### Selected extract
_ _ _ _ _ _ _

Everybody loves....BABIES is a visually stunning new movie which simultaneously follows 4 babies around the world - in namibia, Mongolia, Tokyo and san Francisco - from 1st breath to 1st step.

No mountain climb can match the fatique of the 1st 12 months of parenthood, and no accolade can match the pleasure of our own child running towards us with arms open wide.


Tuesday, November 9, 2010

Screen budget

"We live in a cyber-age," Vic said after finishing his lontong. "My 5-year old is so good with computer games."

Technology is taking over the home. PSP games, PC games, Wii, Nintendo DS games are here to stay, and we parents can't always stop this technorace.

The best we can do is to provide speed bumps and pit stops to slow it down. We create a screen budget...allowing ACE a certain amount of screen time weekly.

After all, there is a bright side to technology that we parents should allow and a dark side to technology that we must stop.

Tuesday, November 2, 2010

The world is what we make of it

I watched an ad on Mediacorp Channel 5 about road rage and found it interesting.

Many people who are very kind in their own homes and offices can become very unkind and selfish once they get behind the steering wheel of a car. This is probably due to the fact that in their own home they are known; in the car they have the advantage of anonymity and hence can be almost brutal without fear of discovery.

If we believe that most people in the world are crooks, it is amazing how many crooks we find. If, however, we go into the world with the assumption that everyone is nice, we are constantly running into nice people. To a great extent the world is what we make it.

Sunday, October 31, 2010

Knowing ourselves

ACE and I watched Analyze This - a movie about a when mobster (starring Robert De Niro), suffered a crisis of confidence, threatening his ability to lead his criminal empire, he turned to professional help of a psychiatrist (starring Billy Crystal).

We would do well to analyze ourselves and not come to know ourselves through the analysis of someone else. There is something called inward looking...reflection.


Friday, October 29, 2010

Be forgiving

"The things 2 people do to each other they remember. If they stay together, it is not bcause they forget; it's because they forgive," so said Demi Moorein Indecent Proposal.

The attitude, "I'll never forgive you for that!" is the surest way for wounds and hurts in relationship never to heal. An unmerciful, unforgiving attitude leads to discouragement and depression.

How many partners have the habit of dredging up past mistakes - in private or public - to embarrass or put down a partner? That's being unmerciful and unforgiving. It reopens old wounds.

We are all - you and I imperfect human beings in an imperfect world. So when we're wrong why not simply say, "I'm sorry."

If an abusive partner asks for forgiveness, be willing to give it. If we fail to apply the law of mercy and forgiveness, we guarantee that past mistakes and shortcomings will destroy a relationship.

Wednesday, October 27, 2010

Spending less time together.

"It's all sorted out now," Connie remarked as she sipped her unwooded chardonnay. "We are finally separated."

We become so used to our partner's constant presence that we often forget that we need to be there too, every step of the way. Sometimes we treat our clients better than our partner.

If we're like the majority of people out there, we probably have a hard time seeing our partner for who or she truly is. Our vision has blurred with years of familiarity.

_ _ _ _ _ _ _

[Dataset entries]
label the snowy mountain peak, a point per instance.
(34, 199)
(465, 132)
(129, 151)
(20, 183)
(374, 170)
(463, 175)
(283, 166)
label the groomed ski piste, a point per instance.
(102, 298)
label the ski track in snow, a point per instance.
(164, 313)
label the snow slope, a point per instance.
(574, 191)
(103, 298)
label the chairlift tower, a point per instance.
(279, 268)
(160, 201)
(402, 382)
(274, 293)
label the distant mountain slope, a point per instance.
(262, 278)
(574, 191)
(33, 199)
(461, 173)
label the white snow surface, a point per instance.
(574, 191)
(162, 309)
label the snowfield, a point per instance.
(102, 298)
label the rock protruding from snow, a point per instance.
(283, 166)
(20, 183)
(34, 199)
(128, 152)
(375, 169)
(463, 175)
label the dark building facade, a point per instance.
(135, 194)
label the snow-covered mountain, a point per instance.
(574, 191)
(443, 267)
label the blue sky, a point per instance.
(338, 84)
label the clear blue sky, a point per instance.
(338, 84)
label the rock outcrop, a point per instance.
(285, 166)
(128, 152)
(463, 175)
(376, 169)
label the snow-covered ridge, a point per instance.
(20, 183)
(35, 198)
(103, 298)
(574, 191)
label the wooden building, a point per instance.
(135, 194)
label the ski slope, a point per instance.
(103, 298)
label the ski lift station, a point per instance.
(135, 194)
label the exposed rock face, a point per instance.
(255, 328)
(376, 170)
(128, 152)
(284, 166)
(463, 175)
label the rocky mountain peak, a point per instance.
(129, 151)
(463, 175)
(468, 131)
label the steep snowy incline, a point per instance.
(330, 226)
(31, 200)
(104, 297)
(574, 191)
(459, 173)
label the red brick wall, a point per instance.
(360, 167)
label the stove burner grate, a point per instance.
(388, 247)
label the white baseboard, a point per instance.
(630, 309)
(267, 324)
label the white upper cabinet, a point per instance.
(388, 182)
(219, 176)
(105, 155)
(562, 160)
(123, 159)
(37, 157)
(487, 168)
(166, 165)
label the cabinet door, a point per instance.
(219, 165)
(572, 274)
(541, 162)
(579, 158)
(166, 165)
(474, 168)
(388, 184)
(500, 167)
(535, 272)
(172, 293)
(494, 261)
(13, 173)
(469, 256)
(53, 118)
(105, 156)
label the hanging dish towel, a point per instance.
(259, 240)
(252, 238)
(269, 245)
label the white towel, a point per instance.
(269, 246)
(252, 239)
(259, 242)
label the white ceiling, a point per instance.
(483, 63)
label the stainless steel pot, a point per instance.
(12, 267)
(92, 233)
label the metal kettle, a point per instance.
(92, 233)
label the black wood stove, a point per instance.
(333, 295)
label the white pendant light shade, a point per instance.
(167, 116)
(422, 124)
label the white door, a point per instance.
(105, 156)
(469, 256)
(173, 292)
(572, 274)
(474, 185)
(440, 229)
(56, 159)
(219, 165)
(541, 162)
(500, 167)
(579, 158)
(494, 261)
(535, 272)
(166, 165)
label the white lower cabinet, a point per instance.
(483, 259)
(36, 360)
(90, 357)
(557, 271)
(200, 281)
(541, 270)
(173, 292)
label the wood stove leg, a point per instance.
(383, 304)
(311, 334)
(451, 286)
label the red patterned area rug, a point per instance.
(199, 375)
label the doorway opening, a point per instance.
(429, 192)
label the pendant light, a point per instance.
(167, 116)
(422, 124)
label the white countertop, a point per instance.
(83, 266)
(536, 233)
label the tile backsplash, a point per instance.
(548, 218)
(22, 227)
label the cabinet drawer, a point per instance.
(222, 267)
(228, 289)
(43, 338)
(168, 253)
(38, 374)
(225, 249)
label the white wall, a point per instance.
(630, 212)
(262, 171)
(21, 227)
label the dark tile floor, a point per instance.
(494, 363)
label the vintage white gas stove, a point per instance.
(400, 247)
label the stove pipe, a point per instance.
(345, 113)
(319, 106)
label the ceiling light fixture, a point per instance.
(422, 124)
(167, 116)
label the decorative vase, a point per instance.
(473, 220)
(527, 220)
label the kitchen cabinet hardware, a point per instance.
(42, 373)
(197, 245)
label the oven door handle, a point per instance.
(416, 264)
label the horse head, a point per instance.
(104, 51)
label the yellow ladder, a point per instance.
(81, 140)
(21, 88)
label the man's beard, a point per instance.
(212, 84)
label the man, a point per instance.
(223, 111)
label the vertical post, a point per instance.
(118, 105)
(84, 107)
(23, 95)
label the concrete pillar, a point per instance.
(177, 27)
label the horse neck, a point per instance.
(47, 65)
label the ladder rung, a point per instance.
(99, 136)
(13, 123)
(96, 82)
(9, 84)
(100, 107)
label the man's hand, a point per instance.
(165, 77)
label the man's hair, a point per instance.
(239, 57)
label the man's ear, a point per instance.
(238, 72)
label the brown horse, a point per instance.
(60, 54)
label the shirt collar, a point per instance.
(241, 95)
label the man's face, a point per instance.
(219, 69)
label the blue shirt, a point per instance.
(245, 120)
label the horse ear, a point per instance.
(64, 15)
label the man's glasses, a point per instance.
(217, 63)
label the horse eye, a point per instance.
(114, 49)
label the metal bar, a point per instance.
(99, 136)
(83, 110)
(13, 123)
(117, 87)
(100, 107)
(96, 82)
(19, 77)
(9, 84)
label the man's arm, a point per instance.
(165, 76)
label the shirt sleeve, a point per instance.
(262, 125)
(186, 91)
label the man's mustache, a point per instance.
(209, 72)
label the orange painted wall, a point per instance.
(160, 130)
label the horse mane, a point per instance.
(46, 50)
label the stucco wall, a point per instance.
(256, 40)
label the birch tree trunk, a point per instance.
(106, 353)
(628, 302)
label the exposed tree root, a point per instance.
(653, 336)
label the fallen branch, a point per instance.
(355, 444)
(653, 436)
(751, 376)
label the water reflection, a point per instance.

_ _ _ _ _ _ _

### The tasks
a. According to the parenting blog, what does the screen budget allow ACE?
b. Continue the parenting blog from the point where it stops.

### In response
a. It allows ACE a certain amount of screen time each week.

b.
As time goes on, spending time with our partner often become less and less of a priority. We feel as if we've seen it all and done it all. There's no magic, no thrill of the chase, no mystery. While we may not have "lost that loving feeling" our job resumes its role as our number one priority, and spening time with our spouse becomes more of an obligation than a private pleasure.

Saturday, October 23, 2010

Forgiveness frees the forgiver

"His love brought us together, the way my hate tore us apart." Mandira assessed at the end of the movie "My Name is Khan"

Sometimes we attach our entire lives to the moment we were hurt and allow it to consume our very existence. We travel with that hurt - and brood over it every time it comes to mind. We sleep with it, eat with it. We "wrong"that has been done to us dictates how we speak to our children, our spouses and our friends.

The rage we nurture is often 1-sided, for our offender seldom gives thought to his offense! By forgiving, we are no longer consumed by unproductive thoughts. We give up our bitterness.

Forgiveness frees the forgiver.

Thursday, October 21, 2010

Charisma needs people skills

ITB Asia started today. Many DOSMs from around the region gathered in Suntec.

We can't be a charismatic sales leader without honing our people skills. Finance, accounting, information technology - almost any kind of intellectual skill - can be taught, for a price. People skills, however, are largely self-taught, and many smart, highly successful people I know forget to teach themselves.

The way I see it: charismatic sales leaders demonstrate their people skills in 3 basic areas: empathy, developing others and customer orientation.
from left: Matt, Shirley, Sabine, Steve, Gurnnel, Chloe







Tuesday, October 19, 2010

Prospect, prospect, prospect - an endless funnel

"Our work will never end," Mr Yew proclaimed

This is one of my critical success factor: Everytime I close something, I prospect or qualify something else. I take one morning a week, every week, to scout around for new clients - even if I've got more work than I can handle.
from left: Ernie, Francis, James, Vic, Ivy, Markus

Friday, October 15, 2010

Child, we want to know you better

"No matter what I do, I can't talk to my child," "My son just won't open up to me." The article in Psychalive started.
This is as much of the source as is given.